Marc Chagall, der dieses Gemälde im Jahr 1972 um seinen 85. Geburtstag herum schuf, ist einer der Maler, über die man alles zu wissen glaubt. So ist auch „Schlafende mit Blumen“ aus der Sammlung der Wiener Albertina ein „typischer Chagall“: verträumt, märchenhaft, gemalt in einem magischen, leicht süßlichen Realismus, bei dem die verrücktesten Dinge möglich sind. Kühe, die fliegen. Blumensträuße, so groß wie eine ganze Stadt. Liebespaare, eng umschlungen, denen vor lauter Glück der Boden unter den Füßen abhandengekommen ist. So kennt man Chagall, so lieben ihn die einen, und so blicken die anderen ein wenig überheblich auf ihn herab.

Aufgaben
a: Fasse den Text über Marc Chagall in zwei Sätzen zusammen.
b: Warum wird „Schlafende mit Blumen“ im Text über Marc Chagall als „typischer Chagall“ bezeichnet? Antworte in ein bis zwei Sätzen.
c: Setze den Text über Marc Chagall nach seinem letzten Satz fort.

Bereitgestelltes Material
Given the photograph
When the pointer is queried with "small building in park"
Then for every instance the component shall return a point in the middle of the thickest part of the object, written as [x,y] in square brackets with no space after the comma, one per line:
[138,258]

Erwartete Antworten
a: Marc Chagall schuf das Gemälde „Schlafende mit Blumen“ aus der Sammlung der Wiener Albertina im Jahr 1972 um seinen 85. Geburtstag herum. Es gilt als typischer Chagall in einem verträumten, märchenhaften und leicht süßlichen Realismus, für den ihn die einen lieben, während andere etwas überheblich auf ihn herabblicken.

b: Das Bild ist verträumt und märchenhaft und in einem magischen, leicht süßlichen Realismus gemalt. In diesem Realismus sind die verrücktesten Dinge möglich.

c:
Da darf die Frage erlaubt sein, wie es sein kann, dass er gut sechzig Jahre vor der „Schlafenden“ ein Gemälde wie dieses malt: Man sieht eine Dorfstraße, auf der – eingerahmt von Kerzenleuchtern – offensichtlich ein Toter am Boden liegt. Eine Frau, barfuß, im hellen langen Rock, hebt klagend die Arme, während ein zweiter Mann mit einer Schaufel hantiert, ein dritter auf dem Dach sitzt, wo er Geige spielt, und ein vierter gerade fluchtartig die Szenerie verlässt (und dabei in der Eile noch zwei Blumentöpfe umstößt). Der Himmel ist hier nicht blau, sondern von einem giftig gelben Grün mit ein paar schwarzen Wolken. „Der Tod“, ein Werk des jungen Chagall, das seit Langem im Centre Pompidou in Paris ist, wird bald in Wien auf die „Schlafende mit Blumen“ treffen.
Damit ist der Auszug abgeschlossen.